Arrange every line of the listing below as a JSON list of strings, one string per line, and leave out any blank lines.

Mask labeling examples
————————

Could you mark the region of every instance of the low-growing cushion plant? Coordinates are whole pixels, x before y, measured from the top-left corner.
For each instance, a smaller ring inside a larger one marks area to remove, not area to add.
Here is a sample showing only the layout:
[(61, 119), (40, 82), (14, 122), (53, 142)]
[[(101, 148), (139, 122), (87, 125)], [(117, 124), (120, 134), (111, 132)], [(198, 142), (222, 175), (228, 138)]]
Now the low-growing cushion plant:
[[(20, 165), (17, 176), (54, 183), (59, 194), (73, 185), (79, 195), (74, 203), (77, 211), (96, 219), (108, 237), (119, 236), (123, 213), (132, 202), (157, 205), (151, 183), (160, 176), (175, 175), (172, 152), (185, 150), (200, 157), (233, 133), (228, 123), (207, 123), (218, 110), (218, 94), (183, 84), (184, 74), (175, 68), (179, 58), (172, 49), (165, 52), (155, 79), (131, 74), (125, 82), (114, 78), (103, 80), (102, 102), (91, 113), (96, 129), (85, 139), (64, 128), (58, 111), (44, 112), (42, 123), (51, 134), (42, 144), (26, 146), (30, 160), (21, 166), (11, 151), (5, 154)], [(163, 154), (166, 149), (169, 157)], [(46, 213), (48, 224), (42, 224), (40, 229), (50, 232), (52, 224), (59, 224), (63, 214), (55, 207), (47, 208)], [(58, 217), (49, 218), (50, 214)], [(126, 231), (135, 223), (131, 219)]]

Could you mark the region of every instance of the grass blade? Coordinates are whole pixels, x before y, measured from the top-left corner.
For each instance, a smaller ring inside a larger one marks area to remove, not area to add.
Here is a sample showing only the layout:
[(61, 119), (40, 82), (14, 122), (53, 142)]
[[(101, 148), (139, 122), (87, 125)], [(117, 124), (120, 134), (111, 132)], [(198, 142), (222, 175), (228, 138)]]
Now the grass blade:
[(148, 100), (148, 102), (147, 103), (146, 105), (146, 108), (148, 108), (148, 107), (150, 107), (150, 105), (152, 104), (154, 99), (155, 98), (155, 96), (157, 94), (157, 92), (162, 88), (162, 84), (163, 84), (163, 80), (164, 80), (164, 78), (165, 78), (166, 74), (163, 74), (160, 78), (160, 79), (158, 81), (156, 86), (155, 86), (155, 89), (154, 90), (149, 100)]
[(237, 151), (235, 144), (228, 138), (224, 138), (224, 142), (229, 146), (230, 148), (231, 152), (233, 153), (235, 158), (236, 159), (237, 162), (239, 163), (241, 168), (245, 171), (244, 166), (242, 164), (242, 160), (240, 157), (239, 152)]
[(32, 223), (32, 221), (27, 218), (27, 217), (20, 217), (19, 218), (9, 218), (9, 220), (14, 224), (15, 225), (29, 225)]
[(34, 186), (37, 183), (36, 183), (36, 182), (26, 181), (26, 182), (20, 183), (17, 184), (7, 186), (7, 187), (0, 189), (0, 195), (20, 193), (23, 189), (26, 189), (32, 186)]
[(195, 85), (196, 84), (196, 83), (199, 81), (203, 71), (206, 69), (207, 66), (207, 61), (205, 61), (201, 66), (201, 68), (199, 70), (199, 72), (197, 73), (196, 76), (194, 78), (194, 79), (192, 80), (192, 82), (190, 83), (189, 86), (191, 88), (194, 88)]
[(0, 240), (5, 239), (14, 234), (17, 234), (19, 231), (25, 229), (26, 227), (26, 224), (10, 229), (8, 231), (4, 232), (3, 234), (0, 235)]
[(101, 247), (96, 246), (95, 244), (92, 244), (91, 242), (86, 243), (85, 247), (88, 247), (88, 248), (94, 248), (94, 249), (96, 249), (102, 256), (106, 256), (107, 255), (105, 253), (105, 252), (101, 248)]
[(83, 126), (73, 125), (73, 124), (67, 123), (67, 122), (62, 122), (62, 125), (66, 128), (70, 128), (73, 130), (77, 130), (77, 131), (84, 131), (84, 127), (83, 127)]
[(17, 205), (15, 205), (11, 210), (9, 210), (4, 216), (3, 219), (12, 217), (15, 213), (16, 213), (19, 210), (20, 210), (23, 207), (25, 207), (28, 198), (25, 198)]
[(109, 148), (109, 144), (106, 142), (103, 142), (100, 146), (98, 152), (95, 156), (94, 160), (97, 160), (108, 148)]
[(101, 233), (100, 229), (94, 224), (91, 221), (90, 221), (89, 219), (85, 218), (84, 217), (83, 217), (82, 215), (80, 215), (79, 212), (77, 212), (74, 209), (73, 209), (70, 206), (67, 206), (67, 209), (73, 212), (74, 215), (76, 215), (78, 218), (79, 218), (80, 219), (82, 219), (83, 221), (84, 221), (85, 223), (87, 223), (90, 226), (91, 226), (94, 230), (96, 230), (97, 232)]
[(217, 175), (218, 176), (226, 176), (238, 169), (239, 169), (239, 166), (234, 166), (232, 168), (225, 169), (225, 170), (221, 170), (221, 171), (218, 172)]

————————

The response
[
  "Could you mark the region of every instance of the low-growing cushion plant? Coordinates are whole pixels, x before y, measured from the top-left corner.",
  "For each instance, a smaller ring inside a larger one marks area to remove, not area to add.",
  "Here is a sample showing only the layout:",
  "[(61, 119), (40, 82), (14, 122), (53, 142)]",
  "[[(101, 148), (139, 122), (87, 125)], [(117, 124), (120, 134), (111, 132)], [(198, 142), (222, 175), (228, 138)]]",
  "Now the low-growing cushion plant:",
  "[[(20, 165), (17, 176), (54, 183), (59, 194), (73, 185), (79, 195), (74, 203), (77, 211), (96, 219), (108, 237), (119, 236), (123, 213), (132, 202), (157, 205), (151, 183), (160, 176), (175, 175), (172, 152), (185, 150), (200, 157), (233, 133), (228, 123), (207, 123), (218, 110), (218, 94), (183, 84), (184, 74), (175, 68), (179, 58), (172, 49), (165, 52), (155, 79), (131, 74), (125, 82), (114, 78), (103, 80), (102, 102), (91, 113), (96, 129), (85, 139), (64, 128), (58, 111), (44, 112), (42, 123), (51, 134), (42, 144), (26, 146), (30, 160), (21, 166), (11, 151), (5, 154)], [(163, 154), (166, 149), (169, 157)], [(46, 213), (48, 224), (42, 224), (40, 229), (50, 232), (52, 224), (59, 224), (63, 214), (55, 207), (47, 208)], [(58, 217), (49, 218), (50, 214)], [(126, 231), (135, 223), (131, 219)]]",
  "Could you mark the region of every instance of the grass blade? Coordinates are whole pixels, x before y, measured from the top-left corner.",
  "For each instance, a smaller ring inside a larger one marks area to remove, not area to add.",
  "Here is a sample showing only the layout:",
  "[(61, 119), (40, 82), (14, 122), (53, 142)]",
  "[[(101, 148), (139, 122), (87, 125)], [(117, 124), (120, 134), (111, 132)], [(198, 142), (222, 175), (228, 138)]]",
  "Now the grass blade:",
  "[(148, 100), (148, 102), (147, 103), (146, 105), (146, 108), (148, 108), (148, 107), (150, 107), (150, 105), (152, 104), (154, 99), (155, 98), (155, 96), (157, 94), (157, 92), (162, 88), (162, 84), (163, 84), (163, 80), (164, 80), (164, 78), (165, 78), (166, 74), (163, 74), (160, 78), (160, 79), (158, 81), (156, 86), (155, 86), (155, 89), (154, 90), (149, 100)]",
  "[(237, 151), (235, 144), (228, 138), (224, 138), (224, 142), (229, 146), (230, 148), (231, 152), (233, 153), (235, 158), (236, 159), (237, 162), (239, 163), (241, 168), (245, 171), (244, 166), (242, 164), (242, 160), (240, 157), (239, 152)]",
  "[(32, 223), (32, 221), (27, 218), (27, 217), (20, 217), (19, 218), (9, 218), (9, 220), (14, 224), (15, 225), (29, 225)]",
  "[(34, 186), (37, 183), (36, 183), (36, 182), (26, 181), (26, 182), (20, 183), (17, 184), (7, 186), (7, 187), (0, 189), (0, 195), (20, 193), (23, 189), (26, 189), (32, 186)]",
  "[(195, 85), (196, 84), (196, 83), (199, 81), (203, 71), (206, 69), (207, 66), (207, 61), (205, 61), (201, 66), (201, 68), (199, 70), (199, 72), (197, 73), (196, 76), (194, 78), (194, 79), (192, 80), (192, 82), (190, 83), (189, 86), (191, 88), (194, 88)]",
  "[(0, 240), (5, 239), (14, 234), (17, 234), (19, 231), (25, 229), (26, 227), (26, 224), (10, 229), (8, 231), (4, 232), (3, 234), (0, 235)]",
  "[(101, 247), (96, 246), (95, 244), (92, 244), (91, 242), (86, 243), (85, 247), (88, 247), (88, 248), (94, 248), (94, 249), (96, 249), (102, 256), (106, 256), (107, 255), (105, 253), (105, 252), (101, 248)]",
  "[(83, 126), (73, 125), (73, 124), (67, 123), (67, 122), (62, 122), (62, 125), (66, 128), (70, 128), (73, 130), (77, 130), (77, 131), (84, 131), (84, 127), (83, 127)]",
  "[(17, 205), (15, 205), (11, 210), (9, 210), (4, 216), (3, 219), (12, 217), (15, 213), (16, 213), (19, 210), (20, 210), (23, 207), (25, 207), (28, 198), (25, 198)]",
  "[(109, 148), (109, 144), (106, 142), (103, 142), (100, 146), (98, 152), (95, 156), (94, 160), (97, 160), (108, 148)]",
  "[(101, 233), (100, 229), (94, 224), (91, 221), (90, 221), (89, 219), (85, 218), (84, 217), (83, 217), (82, 215), (80, 215), (79, 212), (77, 212), (74, 209), (73, 209), (70, 206), (67, 206), (67, 209), (73, 212), (74, 215), (76, 215), (78, 218), (79, 218), (80, 219), (82, 219), (83, 221), (84, 221), (85, 223), (87, 223), (90, 226), (91, 226), (94, 230), (96, 230), (97, 232)]",
  "[(217, 175), (218, 176), (226, 176), (238, 169), (239, 169), (239, 166), (234, 166), (232, 168), (225, 169), (225, 170), (221, 170), (221, 171), (218, 172)]"
]